==== Material for the task ====

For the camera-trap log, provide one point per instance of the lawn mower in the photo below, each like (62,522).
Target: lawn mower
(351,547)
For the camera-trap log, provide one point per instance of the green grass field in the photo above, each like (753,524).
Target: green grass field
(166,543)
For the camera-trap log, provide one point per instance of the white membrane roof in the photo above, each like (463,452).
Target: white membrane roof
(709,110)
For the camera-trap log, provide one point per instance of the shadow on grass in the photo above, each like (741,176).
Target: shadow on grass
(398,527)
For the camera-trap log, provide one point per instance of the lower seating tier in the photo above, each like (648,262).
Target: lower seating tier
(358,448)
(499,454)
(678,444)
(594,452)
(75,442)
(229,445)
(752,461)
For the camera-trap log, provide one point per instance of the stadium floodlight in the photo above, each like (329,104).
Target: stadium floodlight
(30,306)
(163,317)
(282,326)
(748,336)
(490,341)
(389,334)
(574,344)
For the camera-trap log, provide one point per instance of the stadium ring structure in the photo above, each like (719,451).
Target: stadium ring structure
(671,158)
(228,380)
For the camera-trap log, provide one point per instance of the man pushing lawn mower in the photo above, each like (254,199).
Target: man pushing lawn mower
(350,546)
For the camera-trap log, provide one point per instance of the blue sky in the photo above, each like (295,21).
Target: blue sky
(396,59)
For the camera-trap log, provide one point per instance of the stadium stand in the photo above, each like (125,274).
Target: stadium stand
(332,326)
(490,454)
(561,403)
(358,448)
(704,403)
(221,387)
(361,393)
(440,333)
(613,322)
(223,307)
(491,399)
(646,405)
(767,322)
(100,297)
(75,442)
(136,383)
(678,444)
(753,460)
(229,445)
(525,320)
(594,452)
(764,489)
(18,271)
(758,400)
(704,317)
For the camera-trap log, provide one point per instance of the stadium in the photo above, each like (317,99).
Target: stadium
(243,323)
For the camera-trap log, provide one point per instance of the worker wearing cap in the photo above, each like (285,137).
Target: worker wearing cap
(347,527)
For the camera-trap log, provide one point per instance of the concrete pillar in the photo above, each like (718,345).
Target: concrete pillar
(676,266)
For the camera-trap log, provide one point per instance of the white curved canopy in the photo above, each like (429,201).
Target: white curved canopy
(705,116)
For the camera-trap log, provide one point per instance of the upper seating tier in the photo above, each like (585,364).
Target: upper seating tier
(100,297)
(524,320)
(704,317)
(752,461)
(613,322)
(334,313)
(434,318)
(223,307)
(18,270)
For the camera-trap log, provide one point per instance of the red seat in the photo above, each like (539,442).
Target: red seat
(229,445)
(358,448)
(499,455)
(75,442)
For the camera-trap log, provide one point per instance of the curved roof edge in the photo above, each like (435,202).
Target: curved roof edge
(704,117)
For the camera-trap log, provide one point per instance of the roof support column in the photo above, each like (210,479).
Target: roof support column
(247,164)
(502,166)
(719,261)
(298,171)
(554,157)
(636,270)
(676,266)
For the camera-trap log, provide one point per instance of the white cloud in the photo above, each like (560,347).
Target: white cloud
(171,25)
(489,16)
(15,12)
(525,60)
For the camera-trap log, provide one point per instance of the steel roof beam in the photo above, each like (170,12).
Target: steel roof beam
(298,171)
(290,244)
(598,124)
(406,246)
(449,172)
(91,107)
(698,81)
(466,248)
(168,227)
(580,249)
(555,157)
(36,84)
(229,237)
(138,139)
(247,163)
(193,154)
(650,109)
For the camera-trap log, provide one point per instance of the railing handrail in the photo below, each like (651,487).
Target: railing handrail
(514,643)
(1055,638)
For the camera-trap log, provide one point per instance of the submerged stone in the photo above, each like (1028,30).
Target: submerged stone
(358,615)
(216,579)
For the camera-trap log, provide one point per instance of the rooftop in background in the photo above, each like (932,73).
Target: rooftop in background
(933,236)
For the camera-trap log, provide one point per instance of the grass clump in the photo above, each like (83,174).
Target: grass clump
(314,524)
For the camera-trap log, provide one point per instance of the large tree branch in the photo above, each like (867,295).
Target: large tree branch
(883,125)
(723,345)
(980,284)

====

[Exercise details]:
Reproduce all of the data above verbatim.

[In response]:
For the camera-trap log, provide one point per instance of the lawn mower in the photo below, each like (62,522).
Target: lawn mower
(351,547)
For the camera-trap log, provide one point per instance of the green grass field in the photo above, each like (753,524).
Target: green grass field
(166,543)
For the camera-trap log, provide one point per instance of the white membrane roof in the photo above, each like (463,452).
Target: white membrane roof
(709,110)
For the camera-trap log, provide one point per instance of the shadow on grass in the photo above, each like (741,176).
Target: shadow on grass
(398,527)
For the camera-trap log, provide one point per instance of the lower seating tier in the photo above, each like (648,262).
Target: lower seating tier
(358,448)
(499,454)
(678,444)
(594,452)
(75,442)
(229,445)
(752,461)
For the camera-trap log, provide one point per instance of the stadium floodlight in the photo above, each like (329,104).
Target: stadium floodlight
(30,306)
(163,317)
(282,326)
(748,336)
(490,341)
(389,334)
(574,344)
For the camera-trap log, provide one point per instance of the stadium ring structure in the photo above, each like (719,451).
Target: stadium ring structure
(671,158)
(228,380)
For the camera-trap log, provide one point per instance of the man pushing lawn mower in the photo above, each like (254,199).
Target: man pushing lawn mower
(350,546)
For the camera-trap log, provide one point per instance of the blue sky in the photo above, each like (295,21).
Target: blue sky
(396,59)
For the camera-trap log, provide one point per instance of the stadium stand in the photo above, each like (125,274).
Target: stadium stand
(332,326)
(490,454)
(561,403)
(358,448)
(704,403)
(221,387)
(361,393)
(440,333)
(613,322)
(223,307)
(491,399)
(646,405)
(767,322)
(100,297)
(75,442)
(136,383)
(678,444)
(753,460)
(229,445)
(525,320)
(594,452)
(764,489)
(18,271)
(758,400)
(704,317)
For the camera-trap log, provide one point per instance of the stadium in the photo above, each like (317,99).
Target: stadium
(243,323)
For the camera-trap log, provide one point per instance of the worker wearing cap in the photo above, each like (285,137).
Target: worker wearing cap
(347,527)
For the camera-trap log, provide one point per instance of the concrete pillar in the photo above, each like (718,345).
Target: concrete pillar
(676,266)
For the camera-trap log, provide one point per instance of the white curved canopy in the photo above, each like (429,201).
Target: white curved canopy
(705,116)
For the camera-trap log, provide one point per instance of the upper seating tier in the photo above, each like (585,364).
Target: upper seating tier
(100,297)
(524,320)
(704,317)
(752,461)
(613,322)
(334,313)
(434,318)
(223,307)
(18,270)
For the camera-trap log, provide one point per instance of the red seat in the photo above, each like (539,442).
Target: red seat
(229,445)
(358,448)
(499,455)
(75,442)
For the camera-trap log, provide one point per instance of the curved roof edge in the photo above, each like (435,202).
Target: curved roof edge
(704,117)
For the camera-trap log, provide one point per instance of the roof support column in the photo above, each like (210,479).
Target: roof support column
(247,164)
(502,166)
(719,261)
(298,171)
(554,157)
(636,270)
(676,266)
For the camera-trap log, provide one point per instance of the white cloud in the photo above, each like (560,347).
Target: white cloud
(171,25)
(489,16)
(15,12)
(525,60)
For the camera-trap log, provide one point per instance of the steel roof beam in the photo above, each like (170,12).
Target: steel roof beam
(298,171)
(290,244)
(598,124)
(406,246)
(449,172)
(91,107)
(698,81)
(466,248)
(168,227)
(580,249)
(555,157)
(36,84)
(229,237)
(138,139)
(247,163)
(193,154)
(650,109)
For the camera-trap log, provide one point per instance of the railing handrail in the photo below, each like (651,487).
Target: railing handrail
(514,643)
(1055,638)
For the camera-trap log, provide one point per instance of the submerged stone in the photo above, each like (1028,30).
Target: submerged stone
(358,615)
(216,579)
For the camera-trap log, provide one point per instance of the rooftop in background in the photo above, each like (932,73).
Target: rooftop in background
(933,236)
For the camera-trap log, provide one point per instance of the grass clump in the photo above, each like (83,174).
Target: grass clump
(314,524)
For the camera-trap log, provide one point per instance of the large tree branch in the photo above, each like (867,295).
Target: large tree branch
(883,125)
(723,345)
(980,284)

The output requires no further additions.